### Check your understanding
1 – In the biography of Logan Tanner, why did his 2020 freshman season at Mississippi State include only 14 games? Answer in one to three sentences.
2 – According to the biography of Logan Tanner, which high school did he attend?

### Source text
Logan Layne Tanner (born November 10, 2000) is an American professional baseball catcher in the Cincinnati Reds organization.

Amateur career
Tanner attended George County High School in Lucedale, Mississippi. As a sophomore in 2017, he batted .305 with three home runs while also going 4-3 with a 1.22 ERA. He batted .341 with twenty RBIs alongside posting a 1.64 ERA and 114 strikeouts as a junior in 2018. Unselected in the 2019 Major League Baseball draft, he enrolled at Mississippi State University to play college baseball, where he committed to as a junior.

As a freshman at Mississippi State in 2020, Tanner appeared in 14 games and batted .268 with two home runs before the season was cancelled due to the COVID-19 pandemic. In 2021, as a redshirt freshman, he was the Bulldogs' starting catcher and slashed .287/.382/.525 with team-high 15 home runs and 53 RBIs over 67 games, leading Mississippi State to their first ever NCAA Championship. After the season, he was named to the USA Baseball Collegiate National Team. As a redshirt sophomore in 2022, Tanner returned as the Bulldogs' starting catcher and entered the season as a top prospect for the upcoming draft. Over 55 games, he batted .285 with seven home runs and 38 RBIs and earned spots on the All-SEC Second Team and the All-Defensive Team. Following the season's end, he traveled to San Diego where he participated in the Draft Combine.

### Records provided
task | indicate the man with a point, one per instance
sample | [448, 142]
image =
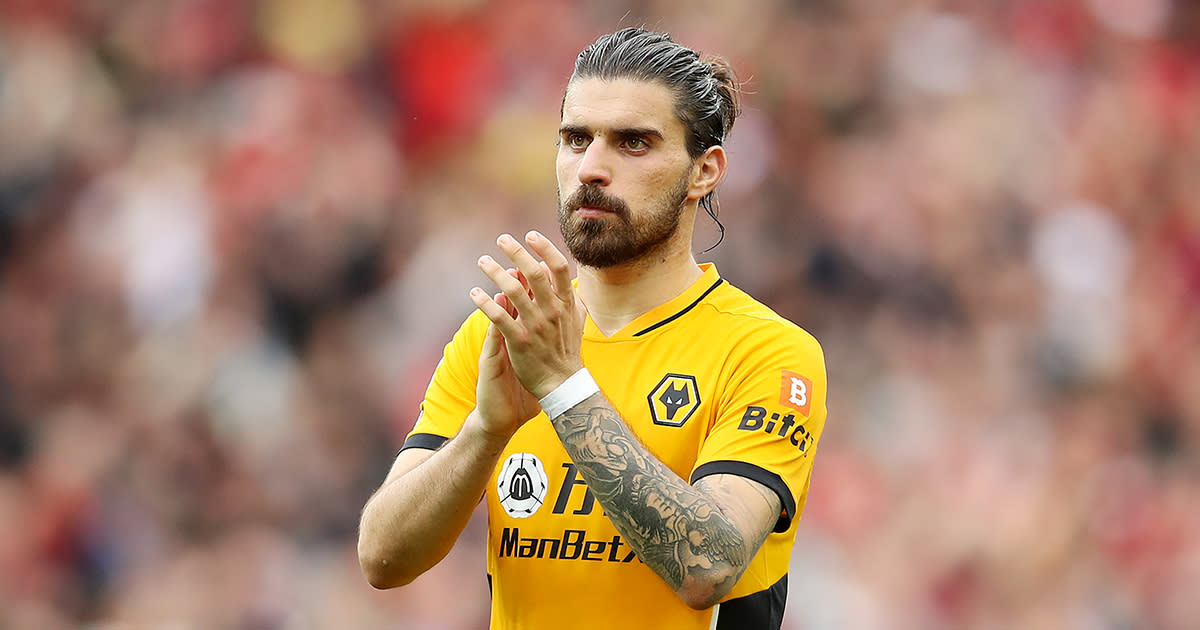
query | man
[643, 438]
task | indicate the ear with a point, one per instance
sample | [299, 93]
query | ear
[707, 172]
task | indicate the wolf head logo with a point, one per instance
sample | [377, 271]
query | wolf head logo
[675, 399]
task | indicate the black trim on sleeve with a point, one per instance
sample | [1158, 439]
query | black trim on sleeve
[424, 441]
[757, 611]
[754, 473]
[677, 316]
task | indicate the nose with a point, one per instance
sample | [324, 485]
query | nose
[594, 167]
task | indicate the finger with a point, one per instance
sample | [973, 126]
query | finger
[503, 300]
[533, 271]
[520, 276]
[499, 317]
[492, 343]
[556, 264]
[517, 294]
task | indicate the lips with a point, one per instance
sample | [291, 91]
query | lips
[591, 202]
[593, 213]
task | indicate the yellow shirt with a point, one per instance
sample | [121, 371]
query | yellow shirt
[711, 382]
---
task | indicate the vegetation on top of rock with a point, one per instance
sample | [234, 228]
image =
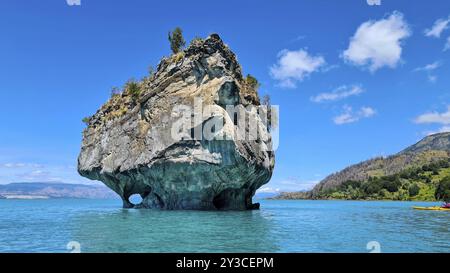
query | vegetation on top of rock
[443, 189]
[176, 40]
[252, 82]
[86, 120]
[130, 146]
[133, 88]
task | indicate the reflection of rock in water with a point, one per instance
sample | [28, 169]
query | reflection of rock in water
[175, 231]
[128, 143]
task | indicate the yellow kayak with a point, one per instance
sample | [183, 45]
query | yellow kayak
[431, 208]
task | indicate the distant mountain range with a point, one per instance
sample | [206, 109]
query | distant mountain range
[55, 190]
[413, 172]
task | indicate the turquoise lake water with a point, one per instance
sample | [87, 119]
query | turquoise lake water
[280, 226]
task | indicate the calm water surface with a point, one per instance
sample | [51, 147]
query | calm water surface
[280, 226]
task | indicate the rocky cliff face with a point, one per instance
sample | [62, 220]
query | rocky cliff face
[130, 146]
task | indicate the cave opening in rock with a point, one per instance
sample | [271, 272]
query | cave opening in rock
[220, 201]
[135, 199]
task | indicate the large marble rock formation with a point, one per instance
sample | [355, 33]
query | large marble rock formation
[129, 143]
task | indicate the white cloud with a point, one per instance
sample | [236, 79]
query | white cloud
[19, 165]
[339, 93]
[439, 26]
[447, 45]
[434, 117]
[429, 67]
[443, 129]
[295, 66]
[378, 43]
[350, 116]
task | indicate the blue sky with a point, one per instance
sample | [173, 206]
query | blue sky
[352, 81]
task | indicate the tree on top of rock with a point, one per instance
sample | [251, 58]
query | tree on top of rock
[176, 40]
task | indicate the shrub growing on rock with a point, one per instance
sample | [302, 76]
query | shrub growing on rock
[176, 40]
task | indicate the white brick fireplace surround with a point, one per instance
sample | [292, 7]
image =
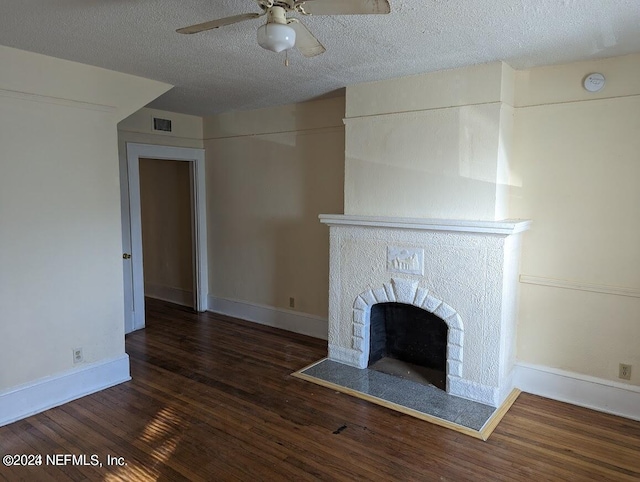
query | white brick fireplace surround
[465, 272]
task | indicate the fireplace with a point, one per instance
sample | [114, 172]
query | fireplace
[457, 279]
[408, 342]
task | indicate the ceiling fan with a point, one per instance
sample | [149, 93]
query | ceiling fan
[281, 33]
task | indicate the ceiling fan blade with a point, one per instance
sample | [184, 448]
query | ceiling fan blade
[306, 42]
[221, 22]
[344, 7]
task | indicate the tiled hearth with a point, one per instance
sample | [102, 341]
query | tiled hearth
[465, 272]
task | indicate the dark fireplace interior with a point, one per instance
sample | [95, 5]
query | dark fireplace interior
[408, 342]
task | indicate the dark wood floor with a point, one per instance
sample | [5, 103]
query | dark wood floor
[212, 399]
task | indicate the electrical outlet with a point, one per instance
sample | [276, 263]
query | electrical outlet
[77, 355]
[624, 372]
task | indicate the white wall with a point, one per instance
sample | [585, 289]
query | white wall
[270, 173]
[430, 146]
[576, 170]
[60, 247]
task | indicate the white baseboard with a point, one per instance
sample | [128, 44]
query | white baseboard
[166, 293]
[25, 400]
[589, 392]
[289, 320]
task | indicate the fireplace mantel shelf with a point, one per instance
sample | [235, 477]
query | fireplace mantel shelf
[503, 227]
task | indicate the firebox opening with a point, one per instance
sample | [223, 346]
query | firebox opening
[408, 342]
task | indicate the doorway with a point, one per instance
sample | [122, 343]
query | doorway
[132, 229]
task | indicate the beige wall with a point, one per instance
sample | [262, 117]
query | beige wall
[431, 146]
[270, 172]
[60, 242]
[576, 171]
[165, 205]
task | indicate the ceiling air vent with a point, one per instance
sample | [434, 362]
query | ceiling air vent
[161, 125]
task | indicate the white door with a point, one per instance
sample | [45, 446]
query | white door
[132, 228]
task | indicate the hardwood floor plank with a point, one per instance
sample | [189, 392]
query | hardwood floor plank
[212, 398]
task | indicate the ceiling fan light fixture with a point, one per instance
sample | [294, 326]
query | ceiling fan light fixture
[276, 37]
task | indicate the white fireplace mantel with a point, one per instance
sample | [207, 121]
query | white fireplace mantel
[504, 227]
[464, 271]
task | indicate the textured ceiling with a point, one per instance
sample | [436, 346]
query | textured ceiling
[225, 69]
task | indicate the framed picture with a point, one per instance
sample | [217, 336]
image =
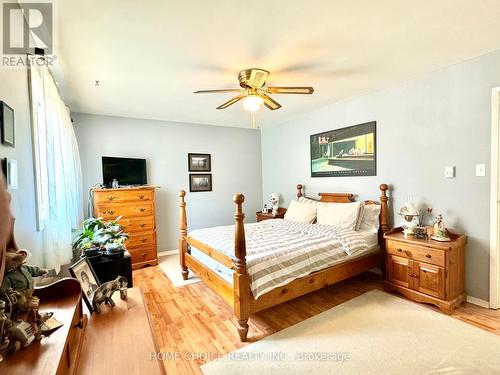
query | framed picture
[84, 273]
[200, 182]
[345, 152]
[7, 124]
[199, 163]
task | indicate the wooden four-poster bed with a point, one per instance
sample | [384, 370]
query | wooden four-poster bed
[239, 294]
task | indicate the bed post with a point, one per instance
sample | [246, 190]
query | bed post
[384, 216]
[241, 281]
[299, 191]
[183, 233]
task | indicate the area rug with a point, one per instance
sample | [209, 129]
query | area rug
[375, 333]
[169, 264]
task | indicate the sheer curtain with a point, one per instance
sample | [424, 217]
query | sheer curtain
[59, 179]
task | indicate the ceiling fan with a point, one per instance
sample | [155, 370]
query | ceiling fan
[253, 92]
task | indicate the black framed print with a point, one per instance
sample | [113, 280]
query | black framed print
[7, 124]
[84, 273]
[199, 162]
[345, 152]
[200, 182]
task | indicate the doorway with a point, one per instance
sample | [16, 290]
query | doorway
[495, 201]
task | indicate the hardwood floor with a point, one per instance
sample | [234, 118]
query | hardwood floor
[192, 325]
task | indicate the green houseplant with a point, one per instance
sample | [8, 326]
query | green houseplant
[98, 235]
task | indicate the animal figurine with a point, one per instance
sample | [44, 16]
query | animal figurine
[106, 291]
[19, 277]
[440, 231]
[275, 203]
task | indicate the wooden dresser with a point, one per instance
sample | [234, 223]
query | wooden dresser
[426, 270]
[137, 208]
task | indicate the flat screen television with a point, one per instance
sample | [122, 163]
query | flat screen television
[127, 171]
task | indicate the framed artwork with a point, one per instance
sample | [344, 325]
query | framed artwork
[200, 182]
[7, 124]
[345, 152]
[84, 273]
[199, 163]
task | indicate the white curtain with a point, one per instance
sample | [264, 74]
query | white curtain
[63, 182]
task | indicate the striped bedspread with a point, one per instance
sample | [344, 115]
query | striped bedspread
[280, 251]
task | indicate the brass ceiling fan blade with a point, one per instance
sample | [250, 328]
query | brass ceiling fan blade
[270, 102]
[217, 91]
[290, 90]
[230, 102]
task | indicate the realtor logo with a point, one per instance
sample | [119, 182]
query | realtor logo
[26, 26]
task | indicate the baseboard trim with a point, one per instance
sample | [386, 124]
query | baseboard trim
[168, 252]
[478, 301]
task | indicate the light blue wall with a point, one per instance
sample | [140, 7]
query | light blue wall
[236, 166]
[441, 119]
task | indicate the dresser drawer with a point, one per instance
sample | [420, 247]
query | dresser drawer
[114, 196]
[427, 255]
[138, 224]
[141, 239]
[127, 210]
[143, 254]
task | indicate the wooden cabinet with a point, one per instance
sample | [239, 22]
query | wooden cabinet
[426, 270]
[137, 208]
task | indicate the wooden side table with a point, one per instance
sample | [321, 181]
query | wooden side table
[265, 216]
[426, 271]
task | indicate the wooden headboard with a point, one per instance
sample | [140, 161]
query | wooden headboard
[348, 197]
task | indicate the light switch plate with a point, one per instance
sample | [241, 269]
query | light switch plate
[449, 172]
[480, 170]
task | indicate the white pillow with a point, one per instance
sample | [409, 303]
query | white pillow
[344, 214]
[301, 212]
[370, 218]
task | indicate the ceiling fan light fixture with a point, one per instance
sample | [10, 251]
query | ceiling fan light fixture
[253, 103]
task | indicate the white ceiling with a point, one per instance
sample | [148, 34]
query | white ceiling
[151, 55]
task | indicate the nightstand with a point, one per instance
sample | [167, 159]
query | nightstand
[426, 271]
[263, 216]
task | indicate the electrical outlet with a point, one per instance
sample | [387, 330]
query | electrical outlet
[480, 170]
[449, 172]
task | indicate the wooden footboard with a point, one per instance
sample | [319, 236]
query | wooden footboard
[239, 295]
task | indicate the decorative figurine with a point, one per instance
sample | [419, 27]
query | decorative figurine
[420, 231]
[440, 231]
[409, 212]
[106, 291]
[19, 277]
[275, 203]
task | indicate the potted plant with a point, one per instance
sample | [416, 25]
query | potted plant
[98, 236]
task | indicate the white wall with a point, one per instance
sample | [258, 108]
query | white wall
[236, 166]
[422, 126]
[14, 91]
---
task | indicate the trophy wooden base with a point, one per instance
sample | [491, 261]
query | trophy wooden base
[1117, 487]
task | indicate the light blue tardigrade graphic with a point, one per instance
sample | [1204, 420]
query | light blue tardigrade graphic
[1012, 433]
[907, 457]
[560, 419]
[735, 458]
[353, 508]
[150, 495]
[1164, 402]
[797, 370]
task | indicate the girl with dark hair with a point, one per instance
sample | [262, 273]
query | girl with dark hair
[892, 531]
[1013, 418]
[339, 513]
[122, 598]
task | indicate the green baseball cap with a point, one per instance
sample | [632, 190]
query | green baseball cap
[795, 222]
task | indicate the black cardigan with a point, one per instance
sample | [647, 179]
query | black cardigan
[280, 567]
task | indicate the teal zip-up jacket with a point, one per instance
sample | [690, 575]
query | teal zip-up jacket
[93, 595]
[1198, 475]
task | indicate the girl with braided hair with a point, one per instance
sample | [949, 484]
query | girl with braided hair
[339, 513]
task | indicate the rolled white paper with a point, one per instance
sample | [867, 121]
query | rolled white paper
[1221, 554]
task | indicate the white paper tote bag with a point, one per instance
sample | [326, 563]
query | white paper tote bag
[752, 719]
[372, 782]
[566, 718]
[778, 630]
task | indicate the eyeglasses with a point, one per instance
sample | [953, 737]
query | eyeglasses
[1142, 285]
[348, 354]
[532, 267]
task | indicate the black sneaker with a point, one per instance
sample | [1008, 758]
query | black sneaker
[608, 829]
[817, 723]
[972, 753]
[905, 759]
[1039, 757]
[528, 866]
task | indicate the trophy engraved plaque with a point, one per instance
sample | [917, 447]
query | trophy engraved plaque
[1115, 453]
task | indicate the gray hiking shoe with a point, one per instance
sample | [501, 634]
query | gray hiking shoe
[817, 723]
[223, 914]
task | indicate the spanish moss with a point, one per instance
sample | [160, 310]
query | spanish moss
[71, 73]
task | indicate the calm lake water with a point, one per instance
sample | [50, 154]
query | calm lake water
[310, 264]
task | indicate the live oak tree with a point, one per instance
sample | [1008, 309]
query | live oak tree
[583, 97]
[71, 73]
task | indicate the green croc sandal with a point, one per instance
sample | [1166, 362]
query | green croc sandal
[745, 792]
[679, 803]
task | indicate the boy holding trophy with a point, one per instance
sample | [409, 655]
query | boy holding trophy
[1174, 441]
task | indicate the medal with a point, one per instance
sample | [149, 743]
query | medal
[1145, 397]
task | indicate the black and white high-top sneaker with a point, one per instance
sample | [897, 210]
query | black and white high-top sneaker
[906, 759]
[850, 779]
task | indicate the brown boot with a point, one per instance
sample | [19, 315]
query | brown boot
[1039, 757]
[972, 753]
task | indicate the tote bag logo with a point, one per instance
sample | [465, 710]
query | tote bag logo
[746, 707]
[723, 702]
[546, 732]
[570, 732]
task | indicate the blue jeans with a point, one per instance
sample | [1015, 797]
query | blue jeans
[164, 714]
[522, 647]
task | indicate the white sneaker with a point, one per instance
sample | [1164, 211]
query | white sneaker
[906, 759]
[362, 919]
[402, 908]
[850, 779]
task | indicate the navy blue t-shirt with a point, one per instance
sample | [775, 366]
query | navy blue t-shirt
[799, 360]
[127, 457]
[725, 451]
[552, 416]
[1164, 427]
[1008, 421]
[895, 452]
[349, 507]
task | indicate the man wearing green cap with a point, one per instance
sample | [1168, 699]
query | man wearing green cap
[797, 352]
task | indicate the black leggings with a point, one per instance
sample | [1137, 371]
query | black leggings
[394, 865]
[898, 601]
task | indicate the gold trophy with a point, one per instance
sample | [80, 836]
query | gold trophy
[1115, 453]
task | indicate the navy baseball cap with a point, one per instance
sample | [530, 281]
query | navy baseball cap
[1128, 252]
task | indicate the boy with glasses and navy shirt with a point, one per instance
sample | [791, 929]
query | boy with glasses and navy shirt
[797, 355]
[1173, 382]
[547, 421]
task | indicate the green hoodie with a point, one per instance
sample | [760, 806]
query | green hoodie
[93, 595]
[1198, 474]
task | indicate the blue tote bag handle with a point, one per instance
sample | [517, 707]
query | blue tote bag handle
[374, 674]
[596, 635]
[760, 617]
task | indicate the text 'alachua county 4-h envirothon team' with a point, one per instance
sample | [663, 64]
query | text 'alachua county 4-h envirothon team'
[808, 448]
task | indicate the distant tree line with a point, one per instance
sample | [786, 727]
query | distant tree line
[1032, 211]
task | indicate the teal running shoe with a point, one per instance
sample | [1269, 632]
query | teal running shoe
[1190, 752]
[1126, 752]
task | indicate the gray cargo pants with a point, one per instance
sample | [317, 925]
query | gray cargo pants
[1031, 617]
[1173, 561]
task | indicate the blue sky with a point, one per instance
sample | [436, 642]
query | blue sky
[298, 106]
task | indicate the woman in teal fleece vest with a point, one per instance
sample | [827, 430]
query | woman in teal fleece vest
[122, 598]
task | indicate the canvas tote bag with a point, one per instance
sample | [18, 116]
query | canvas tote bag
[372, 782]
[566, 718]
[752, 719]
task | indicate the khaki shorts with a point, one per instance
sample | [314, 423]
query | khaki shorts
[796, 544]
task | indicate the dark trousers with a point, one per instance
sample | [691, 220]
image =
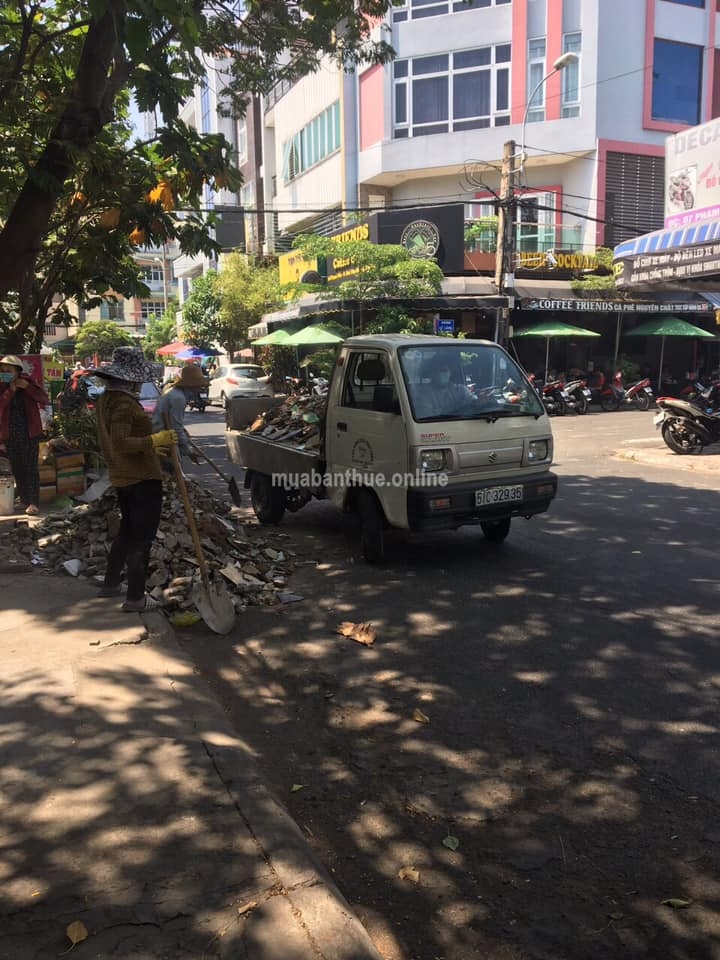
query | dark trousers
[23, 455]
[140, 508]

### Solutions to the exercise
1 – Tanner appeared in only 14 games as a freshman in 2020 because the season was cancelled due to the COVID-19 pandemic.

2 – George County High School in Lucedale, Mississippi.